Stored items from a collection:

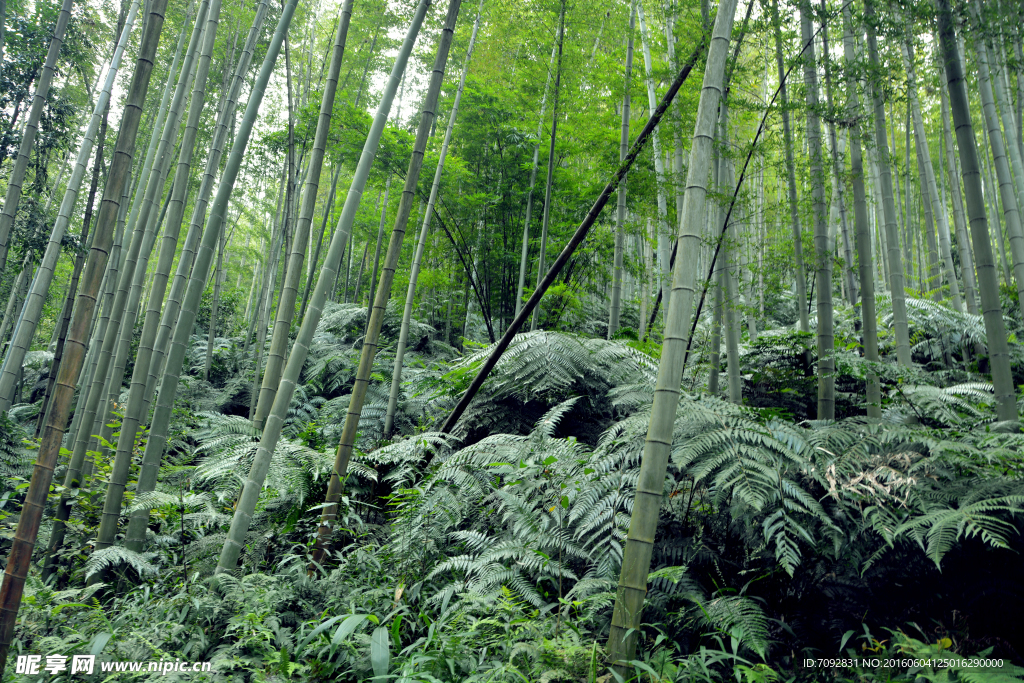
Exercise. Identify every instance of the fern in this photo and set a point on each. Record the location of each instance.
(116, 556)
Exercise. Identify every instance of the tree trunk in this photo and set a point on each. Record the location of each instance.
(271, 432)
(823, 255)
(201, 270)
(314, 260)
(628, 611)
(524, 256)
(960, 223)
(384, 289)
(888, 205)
(211, 335)
(377, 250)
(29, 319)
(424, 231)
(791, 170)
(225, 119)
(987, 280)
(65, 318)
(546, 221)
(664, 230)
(16, 176)
(1011, 211)
(861, 222)
(28, 526)
(938, 209)
(624, 145)
(147, 225)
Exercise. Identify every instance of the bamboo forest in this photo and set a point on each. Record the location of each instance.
(534, 341)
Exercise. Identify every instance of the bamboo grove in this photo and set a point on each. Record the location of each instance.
(291, 288)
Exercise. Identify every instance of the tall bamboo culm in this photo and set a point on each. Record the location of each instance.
(998, 350)
(384, 288)
(35, 501)
(632, 590)
(421, 245)
(271, 431)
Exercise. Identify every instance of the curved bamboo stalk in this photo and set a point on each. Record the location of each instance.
(524, 256)
(290, 287)
(136, 409)
(650, 486)
(938, 210)
(624, 145)
(549, 182)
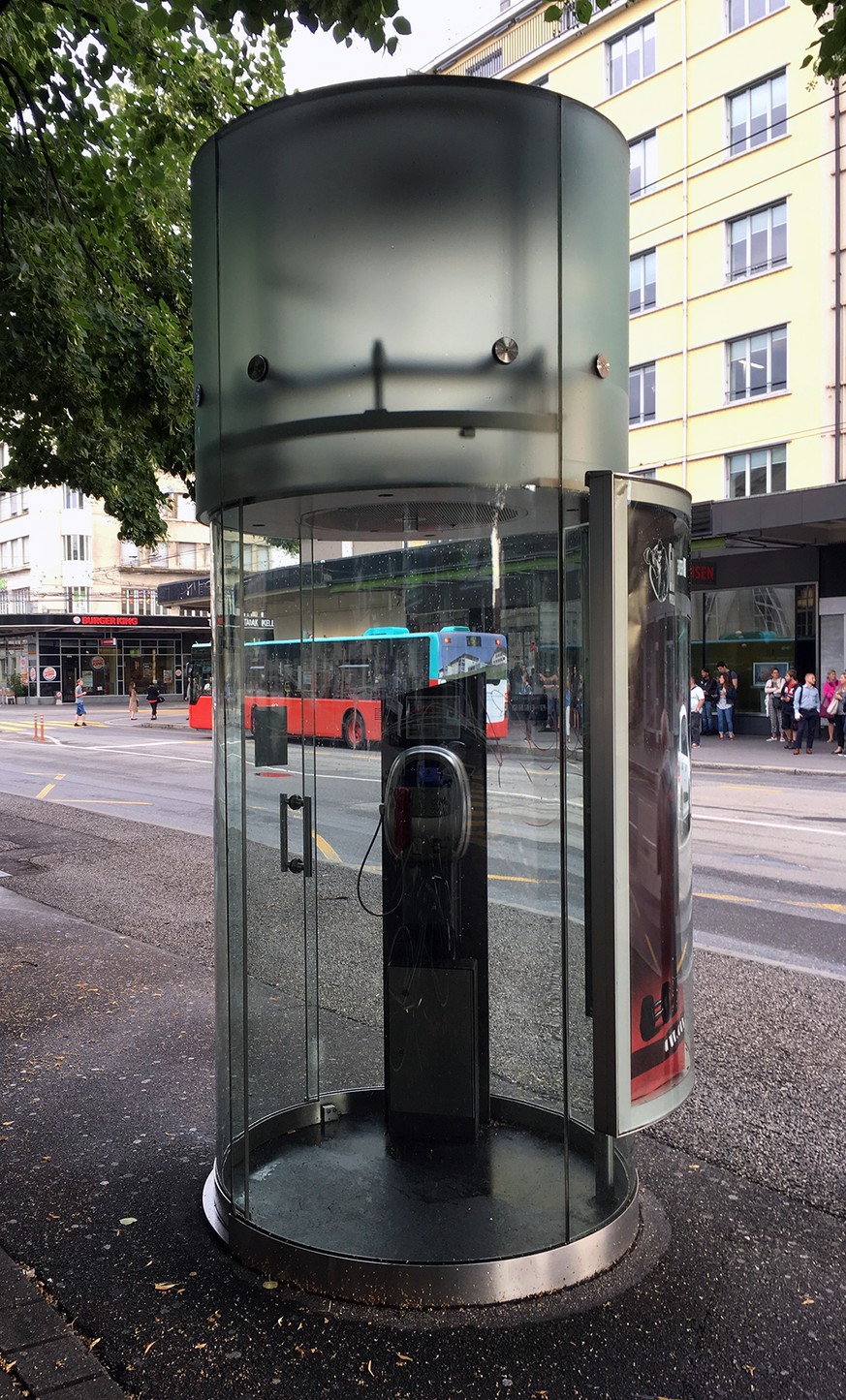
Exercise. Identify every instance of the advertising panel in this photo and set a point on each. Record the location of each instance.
(660, 862)
(639, 801)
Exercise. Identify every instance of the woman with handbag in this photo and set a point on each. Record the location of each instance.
(828, 695)
(840, 713)
(788, 720)
(726, 704)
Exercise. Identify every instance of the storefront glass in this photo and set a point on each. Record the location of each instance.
(752, 630)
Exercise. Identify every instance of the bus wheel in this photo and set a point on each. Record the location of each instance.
(355, 730)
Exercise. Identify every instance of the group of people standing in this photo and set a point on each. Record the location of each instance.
(711, 703)
(795, 708)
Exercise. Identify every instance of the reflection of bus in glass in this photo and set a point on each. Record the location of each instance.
(332, 688)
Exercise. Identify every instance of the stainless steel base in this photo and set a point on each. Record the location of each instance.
(332, 1205)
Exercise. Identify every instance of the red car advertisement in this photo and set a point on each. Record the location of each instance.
(660, 861)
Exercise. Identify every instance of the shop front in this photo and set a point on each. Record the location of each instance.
(107, 653)
(768, 591)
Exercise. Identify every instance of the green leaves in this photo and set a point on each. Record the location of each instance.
(101, 112)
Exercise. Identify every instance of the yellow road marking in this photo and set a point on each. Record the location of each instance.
(327, 850)
(742, 787)
(792, 903)
(524, 880)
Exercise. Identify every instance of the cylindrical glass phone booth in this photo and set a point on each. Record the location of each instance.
(411, 346)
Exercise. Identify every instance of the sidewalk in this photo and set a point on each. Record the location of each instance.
(113, 1284)
(752, 754)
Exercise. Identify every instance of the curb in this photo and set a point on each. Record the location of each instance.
(40, 1353)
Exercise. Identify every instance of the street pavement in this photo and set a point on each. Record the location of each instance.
(110, 1283)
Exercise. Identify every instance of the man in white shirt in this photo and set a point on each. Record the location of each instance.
(805, 707)
(695, 713)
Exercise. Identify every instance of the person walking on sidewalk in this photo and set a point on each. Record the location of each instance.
(788, 693)
(805, 707)
(840, 713)
(726, 704)
(772, 692)
(711, 695)
(697, 704)
(154, 698)
(828, 695)
(78, 695)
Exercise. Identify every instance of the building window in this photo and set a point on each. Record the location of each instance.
(758, 472)
(805, 612)
(642, 282)
(15, 553)
(758, 113)
(78, 546)
(758, 241)
(642, 393)
(139, 601)
(745, 12)
(631, 56)
(758, 364)
(643, 166)
(487, 66)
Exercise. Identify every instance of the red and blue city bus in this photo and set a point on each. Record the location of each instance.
(332, 688)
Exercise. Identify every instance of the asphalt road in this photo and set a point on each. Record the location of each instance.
(768, 850)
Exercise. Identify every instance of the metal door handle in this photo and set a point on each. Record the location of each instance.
(296, 865)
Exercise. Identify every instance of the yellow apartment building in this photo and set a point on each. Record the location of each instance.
(736, 296)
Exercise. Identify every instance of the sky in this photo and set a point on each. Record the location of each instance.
(315, 60)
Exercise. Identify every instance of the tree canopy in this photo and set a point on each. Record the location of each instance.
(830, 59)
(103, 107)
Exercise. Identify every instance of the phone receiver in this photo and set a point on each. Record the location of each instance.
(427, 805)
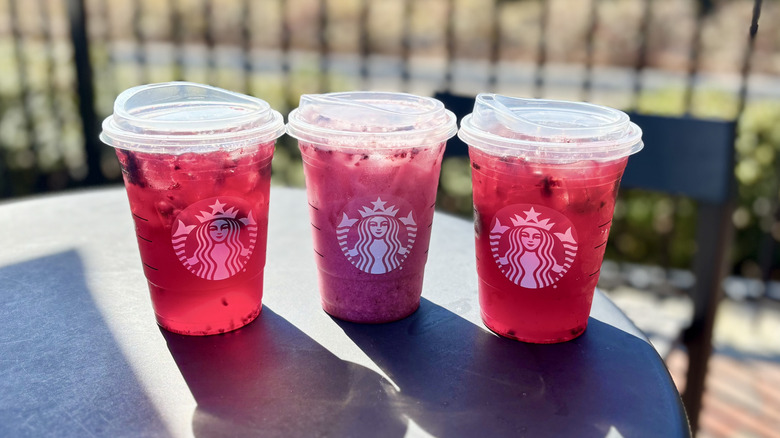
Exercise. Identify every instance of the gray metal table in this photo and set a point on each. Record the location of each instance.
(80, 354)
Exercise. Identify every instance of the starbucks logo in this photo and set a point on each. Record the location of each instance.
(376, 237)
(533, 246)
(214, 238)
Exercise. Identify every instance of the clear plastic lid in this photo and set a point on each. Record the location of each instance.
(549, 130)
(376, 120)
(179, 117)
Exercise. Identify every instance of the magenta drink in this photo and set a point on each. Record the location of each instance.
(196, 161)
(372, 163)
(545, 176)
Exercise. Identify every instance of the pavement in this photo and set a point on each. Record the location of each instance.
(742, 397)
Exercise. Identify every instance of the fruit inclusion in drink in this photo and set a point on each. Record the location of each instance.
(541, 231)
(201, 223)
(371, 214)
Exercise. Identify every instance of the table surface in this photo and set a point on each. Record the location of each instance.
(80, 354)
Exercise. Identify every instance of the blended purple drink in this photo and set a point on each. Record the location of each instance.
(372, 163)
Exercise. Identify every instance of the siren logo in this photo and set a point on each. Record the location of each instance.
(376, 237)
(533, 246)
(214, 238)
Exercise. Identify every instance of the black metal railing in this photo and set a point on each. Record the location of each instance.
(66, 61)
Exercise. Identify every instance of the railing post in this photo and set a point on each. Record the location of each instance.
(78, 34)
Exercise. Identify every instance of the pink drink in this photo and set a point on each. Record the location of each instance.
(371, 179)
(545, 310)
(199, 200)
(544, 196)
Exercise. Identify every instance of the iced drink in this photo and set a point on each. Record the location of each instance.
(545, 176)
(372, 163)
(196, 161)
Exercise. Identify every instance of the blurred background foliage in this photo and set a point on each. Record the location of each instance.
(278, 50)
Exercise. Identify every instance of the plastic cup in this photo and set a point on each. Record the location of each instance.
(545, 176)
(372, 163)
(196, 162)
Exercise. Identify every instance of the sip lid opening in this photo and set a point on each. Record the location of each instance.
(549, 130)
(178, 117)
(371, 119)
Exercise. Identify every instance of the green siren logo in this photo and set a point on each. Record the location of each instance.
(215, 239)
(377, 239)
(533, 246)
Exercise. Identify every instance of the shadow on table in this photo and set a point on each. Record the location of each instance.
(270, 379)
(62, 371)
(458, 379)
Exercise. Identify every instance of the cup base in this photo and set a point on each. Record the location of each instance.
(207, 312)
(350, 315)
(201, 329)
(541, 337)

→ STATED TASK
All of the data above should be transcribed verbatim, with pictures omitted.

→ CORRECT RESPONSE
Exercise. Identify every instance of the fern in this photo and set a point on each. Record the location of each instance.
(116, 556)
Exercise. Identify every instance of the tree trunk in this photo and set a point on each. Record the location of each instance.
(271, 432)
(823, 255)
(201, 270)
(314, 260)
(628, 611)
(524, 256)
(960, 223)
(384, 289)
(888, 205)
(211, 335)
(377, 250)
(29, 319)
(424, 231)
(791, 170)
(225, 119)
(987, 280)
(65, 318)
(546, 221)
(664, 230)
(16, 176)
(1011, 211)
(861, 222)
(28, 526)
(938, 209)
(624, 145)
(147, 225)
Exercise. Identify every instance of the bamboo forest in this photo and set a point on each. Record the location of each instance.
(534, 341)
Exercise. Identify every instance of the bamboo grove in this photo and set a point on each. Record the location of each instance.
(291, 288)
Exercise. Identify every instance of the tall bamboo culm in this photo and set a point on each. Record the location of each instance.
(998, 350)
(384, 288)
(35, 501)
(632, 590)
(421, 245)
(271, 431)
Exercise. Identify every instance of the curved bamboo stalk in this photo and set a point on each. Record the location of each instance.
(524, 256)
(290, 287)
(136, 409)
(650, 486)
(938, 210)
(624, 145)
(549, 182)
Exercise. Identify every instance of the advertising panel in this photo and set a point on each. Record the location of each instance.
(660, 862)
(639, 801)
Exercise. Identify every instance of the woman with handbag in this photo and set a point on each. Record the location of each instance.
(828, 695)
(840, 713)
(788, 720)
(726, 704)
Exercise. Identify every instance of the storefront glass in this photo and set a point on each. Record the location of each instance.
(752, 630)
Exercise. Identify every instance of the bus wheel in this photo and set a point on each. Record the location of each instance.
(355, 730)
Exercise. Identify every instance of the group of people standing in this photo and set a point on each. Record the location of each instance.
(711, 703)
(795, 708)
Exercise. Identify every instance of the reflection of bus in glass in this photo and set a point on each. Record the location of each instance.
(332, 688)
Exercise. Identify every instance of the stainless steel base in this photo and set a point on each. Record the location of each instance.
(332, 1205)
Exercise. Identify every instance of the red car advertisement in this photo and set a point on each. Record the location of each instance.
(660, 861)
Exercise. Identify every instance of the shop front in this photo and set a point on each. Record the location of each instance.
(107, 653)
(768, 591)
Exercise. Identify every instance of the green leaves in this photo and set a point on each. Record the location of each instance.
(101, 112)
Exercise. Identify every instance of the yellow road marking in this photo and set a point on each. Record the location of each instance.
(327, 850)
(742, 787)
(792, 903)
(524, 880)
Exercise. Identify every instance of the cylindrical glass phone booth in this photo and set a point on each. Record the location of each instance.
(411, 346)
Exercise. Identify every instance of the sidewalk in this photo and set a point on each. Record the location of each instance.
(113, 1284)
(752, 754)
Exercise. Identify every instance of the curb in this photo and set a point on each. Record the location of each instance.
(40, 1353)
Exercise. Identify every instance of the street pavement in this photo and set a point on each. Record the location of each instance.
(110, 1283)
Exercise. Identify every instance of the man in white shirt in this photo and set a point on each. Record the location of each instance.
(805, 707)
(695, 713)
Exercise. Identify every instance of the person walking on sidewalk in this photo and set a point on each. Record the location of each instance.
(788, 693)
(805, 707)
(840, 713)
(726, 704)
(772, 692)
(711, 695)
(697, 704)
(154, 698)
(828, 695)
(78, 695)
Exercise. Identify every instance of the building window in this photo and set a point on each. Record the location of each instance.
(758, 472)
(805, 612)
(642, 282)
(15, 553)
(758, 113)
(78, 546)
(758, 241)
(642, 393)
(139, 601)
(745, 12)
(631, 56)
(758, 364)
(643, 166)
(487, 66)
Exercise. Identify every instance of the red and blue city bus in this photo and set a point on each. Record the location of each instance.
(332, 688)
Exercise. Identify every instance of the asphalt road in this photo and set a point on each. Record the location of each instance.
(768, 850)
Exercise. Identify every instance of the metal door handle in this photo and set a point on each. Record the location of each instance.
(296, 865)
Exercise. Identify every instance of the yellow apartment building in this photo and set a point on each. Record the location of each instance.
(736, 296)
Exercise. Identify every instance of the sky in this photo and set a point on each. Record the location of each instance.
(315, 60)
Exercise. Identify every instance of the tree canopy in this photo and set a point on each. Record the location of each instance.
(830, 59)
(103, 107)
Exercise. Identify every instance of the phone receiver in this photo and set a point on each. Record the location of each instance.
(427, 805)
Exercise. Identify every instance of the gray metal table in this photo and set a point on each. Record the location of each instance.
(80, 354)
Exercise. Identify every instance of the starbucks logo in this photo and set a point on each. Record the location of each instance.
(376, 237)
(533, 246)
(214, 238)
Exercise. Identify every instance of the clear plastic lid in this photo and set a point on each. Record the location of each instance.
(549, 130)
(376, 120)
(179, 117)
Exercise. Identify every instance of the magenta drink in this photo and set a point on each. Record the location of each instance.
(196, 161)
(372, 163)
(545, 176)
Exercise. Identify every instance of the pavement in this photo and set a point on each. Record the location of each instance.
(742, 397)
Exercise. Identify every instance of the fruit inclusion in drink in this photo and set a point on each. Record the location of each instance.
(541, 231)
(201, 223)
(371, 214)
Exercise. Identify every instance of the table surface in this photo and set a point on each. Record the location of each instance.
(80, 354)
Exercise. Identify every instance of the blended purple drink in this photo and set a point on each. Record the location of each instance.
(372, 163)
Exercise. Identify every instance of the siren logo in this photo and set a point on each. Record the location of each instance.
(376, 237)
(533, 246)
(214, 238)
Exercise. Identify every instance of the black metal railing in this photo and set a point on each. Record the location of each instance.
(66, 61)
Exercise. Identify every instance of the railing post in this photo and set a point on each. Record the location of each instance.
(78, 34)
Exercise. Identify every instance of the pink drink in this photo and set a point on each. Record the location of each instance.
(371, 179)
(545, 310)
(199, 200)
(544, 196)
Exercise. Identify every instance of the iced drink in this photo and set a point on each. Record the location of each instance.
(545, 176)
(372, 163)
(196, 161)
Exercise. Identify every instance of the blurred background foliage in this photo and set a point on each. Record the location of each instance.
(278, 50)
Exercise. Identify every instance of the plastic cup in this photo and set a point on each. Record the location of each instance.
(545, 176)
(372, 163)
(196, 162)
Exercise. Identify every instance of the sip lid opening in this photo and set a point on each. Record the location of each instance.
(549, 130)
(178, 117)
(371, 119)
Exercise. Identify every instance of the green siren logo in this photo and set a point on each. Record the location of each instance.
(215, 239)
(377, 239)
(533, 246)
Exercise. Identify every instance of the shadow on table in this photo and set a point on each. Record the location of each instance.
(270, 379)
(62, 371)
(458, 379)
Exercise. Identify every instance of the cup base in this photo and set a point on each. Record the location of each instance.
(207, 312)
(350, 315)
(201, 329)
(541, 337)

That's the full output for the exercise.